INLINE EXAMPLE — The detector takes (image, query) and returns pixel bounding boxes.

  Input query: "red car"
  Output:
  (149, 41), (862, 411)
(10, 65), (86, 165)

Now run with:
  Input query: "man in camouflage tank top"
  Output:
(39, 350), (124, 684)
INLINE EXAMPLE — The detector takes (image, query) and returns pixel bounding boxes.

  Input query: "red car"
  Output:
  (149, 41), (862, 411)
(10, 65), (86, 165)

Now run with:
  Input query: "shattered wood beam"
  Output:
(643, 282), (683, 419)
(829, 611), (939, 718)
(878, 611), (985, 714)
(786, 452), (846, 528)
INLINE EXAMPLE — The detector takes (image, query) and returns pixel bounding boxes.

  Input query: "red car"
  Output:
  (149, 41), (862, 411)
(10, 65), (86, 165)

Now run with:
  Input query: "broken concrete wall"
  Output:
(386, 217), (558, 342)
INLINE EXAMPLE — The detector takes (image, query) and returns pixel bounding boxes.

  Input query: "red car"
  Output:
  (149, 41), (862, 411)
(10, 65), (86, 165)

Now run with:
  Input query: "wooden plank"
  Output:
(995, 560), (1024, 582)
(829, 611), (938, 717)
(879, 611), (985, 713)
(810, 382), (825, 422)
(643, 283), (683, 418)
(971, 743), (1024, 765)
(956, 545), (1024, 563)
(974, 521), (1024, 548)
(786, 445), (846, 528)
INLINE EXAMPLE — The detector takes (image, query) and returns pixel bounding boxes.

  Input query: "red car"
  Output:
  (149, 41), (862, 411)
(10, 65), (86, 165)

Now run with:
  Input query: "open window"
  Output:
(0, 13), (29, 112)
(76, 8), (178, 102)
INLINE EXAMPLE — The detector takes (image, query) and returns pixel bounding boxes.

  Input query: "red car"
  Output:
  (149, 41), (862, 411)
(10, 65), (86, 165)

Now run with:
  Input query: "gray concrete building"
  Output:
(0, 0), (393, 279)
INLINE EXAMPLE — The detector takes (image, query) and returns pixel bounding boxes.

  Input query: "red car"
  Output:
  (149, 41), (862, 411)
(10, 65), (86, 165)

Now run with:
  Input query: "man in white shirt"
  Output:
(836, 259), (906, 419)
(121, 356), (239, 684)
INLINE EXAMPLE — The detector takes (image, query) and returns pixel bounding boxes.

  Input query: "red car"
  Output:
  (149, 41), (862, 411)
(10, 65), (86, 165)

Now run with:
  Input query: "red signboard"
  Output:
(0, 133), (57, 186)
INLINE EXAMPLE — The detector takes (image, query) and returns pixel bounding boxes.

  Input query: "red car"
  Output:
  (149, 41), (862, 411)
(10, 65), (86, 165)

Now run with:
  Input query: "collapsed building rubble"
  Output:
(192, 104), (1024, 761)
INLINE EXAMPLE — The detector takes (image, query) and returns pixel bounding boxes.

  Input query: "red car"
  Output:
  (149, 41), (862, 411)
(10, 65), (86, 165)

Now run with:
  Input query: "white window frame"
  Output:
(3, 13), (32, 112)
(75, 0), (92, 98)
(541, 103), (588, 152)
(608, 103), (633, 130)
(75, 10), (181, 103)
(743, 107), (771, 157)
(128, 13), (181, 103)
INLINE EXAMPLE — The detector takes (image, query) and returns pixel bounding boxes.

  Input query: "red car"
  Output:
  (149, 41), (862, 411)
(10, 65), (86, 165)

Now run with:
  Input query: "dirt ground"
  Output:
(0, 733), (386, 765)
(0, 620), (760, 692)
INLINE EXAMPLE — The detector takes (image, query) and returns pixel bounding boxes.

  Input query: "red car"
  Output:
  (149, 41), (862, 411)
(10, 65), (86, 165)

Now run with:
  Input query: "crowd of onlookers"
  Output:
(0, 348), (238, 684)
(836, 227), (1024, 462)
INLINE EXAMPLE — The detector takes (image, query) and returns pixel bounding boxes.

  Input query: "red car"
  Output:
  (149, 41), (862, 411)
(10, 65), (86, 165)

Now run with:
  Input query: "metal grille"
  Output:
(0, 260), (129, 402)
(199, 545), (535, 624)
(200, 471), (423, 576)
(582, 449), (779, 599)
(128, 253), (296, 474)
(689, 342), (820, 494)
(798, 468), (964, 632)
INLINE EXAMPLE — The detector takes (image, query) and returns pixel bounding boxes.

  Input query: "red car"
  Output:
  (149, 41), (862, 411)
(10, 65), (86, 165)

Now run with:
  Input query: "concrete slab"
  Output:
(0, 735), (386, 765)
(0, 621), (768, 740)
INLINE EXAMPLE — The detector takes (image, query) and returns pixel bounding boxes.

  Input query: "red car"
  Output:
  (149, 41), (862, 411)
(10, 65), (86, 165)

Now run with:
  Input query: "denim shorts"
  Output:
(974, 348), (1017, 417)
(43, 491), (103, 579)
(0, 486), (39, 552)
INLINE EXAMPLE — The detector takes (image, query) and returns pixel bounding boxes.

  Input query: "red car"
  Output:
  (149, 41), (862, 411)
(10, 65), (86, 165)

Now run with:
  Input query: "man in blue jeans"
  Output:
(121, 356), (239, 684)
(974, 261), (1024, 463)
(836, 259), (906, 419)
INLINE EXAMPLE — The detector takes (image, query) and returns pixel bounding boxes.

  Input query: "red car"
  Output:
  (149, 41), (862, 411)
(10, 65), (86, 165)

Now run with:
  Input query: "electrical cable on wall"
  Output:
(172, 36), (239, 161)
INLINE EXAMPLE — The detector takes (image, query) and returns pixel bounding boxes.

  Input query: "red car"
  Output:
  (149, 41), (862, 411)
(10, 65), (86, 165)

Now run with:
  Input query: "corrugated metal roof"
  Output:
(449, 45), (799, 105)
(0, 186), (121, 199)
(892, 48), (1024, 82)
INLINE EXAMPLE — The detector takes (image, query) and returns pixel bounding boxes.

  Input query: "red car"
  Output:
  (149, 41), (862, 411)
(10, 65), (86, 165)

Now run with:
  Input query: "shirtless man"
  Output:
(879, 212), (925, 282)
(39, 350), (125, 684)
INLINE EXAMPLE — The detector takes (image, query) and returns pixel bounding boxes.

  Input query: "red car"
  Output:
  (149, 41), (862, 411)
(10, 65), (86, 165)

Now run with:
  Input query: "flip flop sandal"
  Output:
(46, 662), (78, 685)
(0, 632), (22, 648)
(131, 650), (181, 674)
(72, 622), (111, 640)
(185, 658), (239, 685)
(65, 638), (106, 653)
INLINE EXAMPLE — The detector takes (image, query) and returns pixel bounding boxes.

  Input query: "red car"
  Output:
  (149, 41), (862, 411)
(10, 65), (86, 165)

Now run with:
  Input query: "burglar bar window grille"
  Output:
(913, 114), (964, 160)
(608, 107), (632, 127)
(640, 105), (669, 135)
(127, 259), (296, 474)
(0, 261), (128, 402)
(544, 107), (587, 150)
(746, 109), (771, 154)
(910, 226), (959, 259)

▸ **WRITTEN EXERCISE**
Pull out every line in the rows above that contains the string "metal", matching case exactly.

▸ **RESULT OF THE TASK**
  Input query: "metal grille"
  Input query: "corrugated metal roof"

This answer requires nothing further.